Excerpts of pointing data
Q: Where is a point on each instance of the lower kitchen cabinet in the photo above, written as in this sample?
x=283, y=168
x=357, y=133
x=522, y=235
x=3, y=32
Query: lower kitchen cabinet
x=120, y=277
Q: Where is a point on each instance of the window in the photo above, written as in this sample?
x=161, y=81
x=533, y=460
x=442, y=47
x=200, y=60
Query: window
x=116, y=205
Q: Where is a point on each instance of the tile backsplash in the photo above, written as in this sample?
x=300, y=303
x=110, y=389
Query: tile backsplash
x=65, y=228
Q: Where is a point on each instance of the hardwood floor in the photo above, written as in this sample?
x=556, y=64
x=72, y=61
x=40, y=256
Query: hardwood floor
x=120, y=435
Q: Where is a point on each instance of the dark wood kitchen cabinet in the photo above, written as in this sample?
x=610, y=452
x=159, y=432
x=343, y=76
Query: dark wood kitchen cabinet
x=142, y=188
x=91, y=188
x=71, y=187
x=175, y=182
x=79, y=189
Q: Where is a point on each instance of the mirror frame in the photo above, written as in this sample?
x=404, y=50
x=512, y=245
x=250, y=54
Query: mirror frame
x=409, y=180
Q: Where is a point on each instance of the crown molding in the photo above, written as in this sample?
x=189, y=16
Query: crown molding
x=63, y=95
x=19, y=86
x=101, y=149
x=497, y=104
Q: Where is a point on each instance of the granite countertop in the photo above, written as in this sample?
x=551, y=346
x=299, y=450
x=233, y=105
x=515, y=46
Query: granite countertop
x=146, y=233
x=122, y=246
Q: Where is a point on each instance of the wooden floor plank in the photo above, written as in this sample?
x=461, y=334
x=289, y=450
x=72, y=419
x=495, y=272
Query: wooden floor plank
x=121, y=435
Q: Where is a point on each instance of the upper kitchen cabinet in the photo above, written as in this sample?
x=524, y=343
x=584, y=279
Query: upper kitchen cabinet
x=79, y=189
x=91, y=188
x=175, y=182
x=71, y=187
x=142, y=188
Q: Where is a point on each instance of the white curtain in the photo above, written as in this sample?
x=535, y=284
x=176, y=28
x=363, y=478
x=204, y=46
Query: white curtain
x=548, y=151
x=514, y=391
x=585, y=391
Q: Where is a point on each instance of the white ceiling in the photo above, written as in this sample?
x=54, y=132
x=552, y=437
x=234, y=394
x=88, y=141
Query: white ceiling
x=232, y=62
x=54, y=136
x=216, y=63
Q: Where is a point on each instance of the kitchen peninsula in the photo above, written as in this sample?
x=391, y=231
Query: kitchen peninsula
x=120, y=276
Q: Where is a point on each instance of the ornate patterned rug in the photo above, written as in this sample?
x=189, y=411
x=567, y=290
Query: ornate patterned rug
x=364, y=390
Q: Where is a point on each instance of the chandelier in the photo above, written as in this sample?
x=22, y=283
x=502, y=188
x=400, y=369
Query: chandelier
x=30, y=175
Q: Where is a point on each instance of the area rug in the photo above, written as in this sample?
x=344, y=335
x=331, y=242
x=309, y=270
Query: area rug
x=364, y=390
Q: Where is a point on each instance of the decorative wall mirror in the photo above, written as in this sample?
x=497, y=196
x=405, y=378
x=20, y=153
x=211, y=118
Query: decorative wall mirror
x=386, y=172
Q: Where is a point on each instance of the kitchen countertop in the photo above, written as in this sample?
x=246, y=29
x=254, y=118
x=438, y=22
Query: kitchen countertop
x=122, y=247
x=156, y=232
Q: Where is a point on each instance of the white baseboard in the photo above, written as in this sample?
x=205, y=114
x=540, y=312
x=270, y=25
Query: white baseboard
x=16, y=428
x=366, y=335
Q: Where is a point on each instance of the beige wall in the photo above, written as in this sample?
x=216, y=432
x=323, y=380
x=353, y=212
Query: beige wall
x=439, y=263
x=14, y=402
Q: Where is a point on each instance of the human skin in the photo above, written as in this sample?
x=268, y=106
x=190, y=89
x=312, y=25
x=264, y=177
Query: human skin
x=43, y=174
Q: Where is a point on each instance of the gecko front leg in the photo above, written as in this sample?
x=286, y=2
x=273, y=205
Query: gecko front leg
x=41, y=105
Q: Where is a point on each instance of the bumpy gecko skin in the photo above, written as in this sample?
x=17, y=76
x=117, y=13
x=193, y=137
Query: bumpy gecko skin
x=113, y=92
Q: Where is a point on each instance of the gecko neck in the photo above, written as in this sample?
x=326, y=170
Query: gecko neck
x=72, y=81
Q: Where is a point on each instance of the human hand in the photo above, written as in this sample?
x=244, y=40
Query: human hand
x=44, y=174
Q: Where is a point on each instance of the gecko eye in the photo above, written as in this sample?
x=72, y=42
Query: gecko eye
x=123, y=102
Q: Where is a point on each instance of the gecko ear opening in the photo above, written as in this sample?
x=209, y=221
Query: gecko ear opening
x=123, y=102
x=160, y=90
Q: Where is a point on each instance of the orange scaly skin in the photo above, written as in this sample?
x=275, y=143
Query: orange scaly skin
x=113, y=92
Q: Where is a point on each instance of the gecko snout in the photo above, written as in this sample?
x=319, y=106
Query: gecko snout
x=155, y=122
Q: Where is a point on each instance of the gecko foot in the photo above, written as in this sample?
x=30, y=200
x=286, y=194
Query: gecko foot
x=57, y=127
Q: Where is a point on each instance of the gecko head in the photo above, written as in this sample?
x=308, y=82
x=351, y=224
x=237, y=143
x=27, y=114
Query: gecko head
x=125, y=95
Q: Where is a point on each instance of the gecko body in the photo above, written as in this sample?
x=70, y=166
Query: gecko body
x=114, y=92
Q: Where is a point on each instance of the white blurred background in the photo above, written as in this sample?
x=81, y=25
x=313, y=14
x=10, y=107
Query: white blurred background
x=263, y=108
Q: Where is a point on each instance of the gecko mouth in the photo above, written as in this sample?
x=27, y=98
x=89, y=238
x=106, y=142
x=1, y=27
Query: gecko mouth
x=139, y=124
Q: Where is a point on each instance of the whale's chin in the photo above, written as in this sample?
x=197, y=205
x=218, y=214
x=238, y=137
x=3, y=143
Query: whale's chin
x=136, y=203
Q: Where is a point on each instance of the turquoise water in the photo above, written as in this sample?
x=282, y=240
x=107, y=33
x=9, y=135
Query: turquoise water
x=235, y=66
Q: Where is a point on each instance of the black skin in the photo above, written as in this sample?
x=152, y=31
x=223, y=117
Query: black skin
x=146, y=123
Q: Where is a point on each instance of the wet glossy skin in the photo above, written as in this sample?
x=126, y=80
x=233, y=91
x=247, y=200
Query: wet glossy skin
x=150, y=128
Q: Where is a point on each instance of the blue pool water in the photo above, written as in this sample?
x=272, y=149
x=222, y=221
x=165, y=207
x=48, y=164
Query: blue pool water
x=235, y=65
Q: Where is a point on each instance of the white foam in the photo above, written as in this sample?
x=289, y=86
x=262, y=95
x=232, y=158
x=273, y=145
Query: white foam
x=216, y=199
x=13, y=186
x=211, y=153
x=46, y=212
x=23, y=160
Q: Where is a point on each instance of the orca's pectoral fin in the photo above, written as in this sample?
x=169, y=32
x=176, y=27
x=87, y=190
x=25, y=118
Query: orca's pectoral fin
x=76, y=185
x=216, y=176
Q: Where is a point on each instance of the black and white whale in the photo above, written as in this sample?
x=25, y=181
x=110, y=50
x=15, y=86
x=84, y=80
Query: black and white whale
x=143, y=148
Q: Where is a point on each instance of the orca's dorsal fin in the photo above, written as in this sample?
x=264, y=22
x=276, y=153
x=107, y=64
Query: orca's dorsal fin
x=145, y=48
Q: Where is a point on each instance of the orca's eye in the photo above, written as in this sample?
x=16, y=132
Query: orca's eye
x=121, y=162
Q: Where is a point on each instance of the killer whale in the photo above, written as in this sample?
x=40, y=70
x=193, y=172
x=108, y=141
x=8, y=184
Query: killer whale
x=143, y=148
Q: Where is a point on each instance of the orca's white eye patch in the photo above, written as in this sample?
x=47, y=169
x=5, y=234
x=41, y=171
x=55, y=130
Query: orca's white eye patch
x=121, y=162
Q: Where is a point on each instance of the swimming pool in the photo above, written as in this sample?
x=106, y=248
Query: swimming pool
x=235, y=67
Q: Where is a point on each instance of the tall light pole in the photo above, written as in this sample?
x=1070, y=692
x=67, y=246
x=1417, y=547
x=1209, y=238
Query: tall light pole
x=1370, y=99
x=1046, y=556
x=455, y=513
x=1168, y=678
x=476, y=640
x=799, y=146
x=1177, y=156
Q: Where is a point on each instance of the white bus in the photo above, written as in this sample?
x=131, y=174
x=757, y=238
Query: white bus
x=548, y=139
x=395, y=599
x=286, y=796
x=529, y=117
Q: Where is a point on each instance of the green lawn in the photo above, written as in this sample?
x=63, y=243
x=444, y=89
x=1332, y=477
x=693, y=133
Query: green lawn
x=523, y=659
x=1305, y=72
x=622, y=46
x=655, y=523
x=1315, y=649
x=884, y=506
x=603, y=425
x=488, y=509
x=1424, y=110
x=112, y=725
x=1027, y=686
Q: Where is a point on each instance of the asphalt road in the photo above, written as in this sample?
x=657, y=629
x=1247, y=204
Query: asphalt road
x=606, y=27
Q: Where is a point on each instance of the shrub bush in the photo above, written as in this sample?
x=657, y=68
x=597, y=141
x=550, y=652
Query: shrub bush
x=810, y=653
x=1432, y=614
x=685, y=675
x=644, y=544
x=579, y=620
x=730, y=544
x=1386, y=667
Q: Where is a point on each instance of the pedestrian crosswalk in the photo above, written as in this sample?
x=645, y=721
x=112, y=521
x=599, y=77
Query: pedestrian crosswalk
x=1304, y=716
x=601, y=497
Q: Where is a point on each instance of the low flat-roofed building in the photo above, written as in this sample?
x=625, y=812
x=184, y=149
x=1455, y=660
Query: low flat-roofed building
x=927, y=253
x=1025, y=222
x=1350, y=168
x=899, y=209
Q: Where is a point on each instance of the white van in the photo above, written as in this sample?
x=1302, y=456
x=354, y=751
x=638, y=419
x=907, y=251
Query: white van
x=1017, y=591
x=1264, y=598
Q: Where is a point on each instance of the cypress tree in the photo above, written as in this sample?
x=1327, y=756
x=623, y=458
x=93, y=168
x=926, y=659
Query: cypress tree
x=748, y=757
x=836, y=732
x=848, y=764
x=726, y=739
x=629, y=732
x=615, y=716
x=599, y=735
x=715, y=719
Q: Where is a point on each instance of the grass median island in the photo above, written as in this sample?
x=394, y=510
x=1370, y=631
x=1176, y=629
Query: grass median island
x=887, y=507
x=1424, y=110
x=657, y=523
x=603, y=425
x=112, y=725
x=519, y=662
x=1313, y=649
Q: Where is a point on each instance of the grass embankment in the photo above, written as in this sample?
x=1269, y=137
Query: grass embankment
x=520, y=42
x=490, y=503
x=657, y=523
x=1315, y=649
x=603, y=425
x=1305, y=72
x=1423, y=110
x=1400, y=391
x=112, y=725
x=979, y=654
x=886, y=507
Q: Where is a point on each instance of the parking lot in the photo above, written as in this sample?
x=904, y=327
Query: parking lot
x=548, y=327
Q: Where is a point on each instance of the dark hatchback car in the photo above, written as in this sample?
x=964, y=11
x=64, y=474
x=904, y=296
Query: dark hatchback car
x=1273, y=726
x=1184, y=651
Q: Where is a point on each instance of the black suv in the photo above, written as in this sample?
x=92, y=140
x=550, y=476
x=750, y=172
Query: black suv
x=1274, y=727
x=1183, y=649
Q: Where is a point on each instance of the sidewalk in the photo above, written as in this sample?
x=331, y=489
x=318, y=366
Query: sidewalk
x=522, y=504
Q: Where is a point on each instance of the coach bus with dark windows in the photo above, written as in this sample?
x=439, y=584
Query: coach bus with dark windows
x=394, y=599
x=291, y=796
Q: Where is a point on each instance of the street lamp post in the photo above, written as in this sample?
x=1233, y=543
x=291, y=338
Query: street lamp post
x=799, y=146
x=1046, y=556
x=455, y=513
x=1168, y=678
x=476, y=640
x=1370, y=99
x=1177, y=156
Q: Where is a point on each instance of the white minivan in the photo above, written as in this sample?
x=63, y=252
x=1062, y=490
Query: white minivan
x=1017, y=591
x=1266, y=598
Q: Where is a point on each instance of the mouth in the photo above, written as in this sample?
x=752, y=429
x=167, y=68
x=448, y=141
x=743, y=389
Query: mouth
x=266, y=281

Instructions to follow
Repeat exactly the lines from the line containing "Q: Where is a point on each instance of the sidewalk" through the end of the listing above; both boundary lines are part of the output.

Answer to the exercise
Q: Where is a point on each instance of the sidewalk in the photo above, written as in this sample?
x=331, y=489
x=318, y=366
Query: sidewalk
x=522, y=504
Q: Where is a point on each instance of the coach bus with dark windows in the photo above, written as in this sample?
x=439, y=584
Query: coach bus with dark windows
x=394, y=599
x=291, y=796
Q: Where is a point on each instance of the street lamp post in the photo above, written as in this sample?
x=1233, y=543
x=291, y=338
Query: street lamp post
x=799, y=146
x=1046, y=556
x=455, y=513
x=1168, y=678
x=476, y=640
x=1370, y=99
x=1177, y=156
Q: Where is a point on each instance of the white minivan in the photo above, written as in this sample?
x=63, y=252
x=1062, y=490
Query: white minivan
x=1017, y=591
x=1266, y=598
Q: Where is a point on each instance of the mouth in the photo above, written as in this sample?
x=752, y=429
x=167, y=68
x=448, y=141
x=743, y=389
Query: mouth
x=266, y=281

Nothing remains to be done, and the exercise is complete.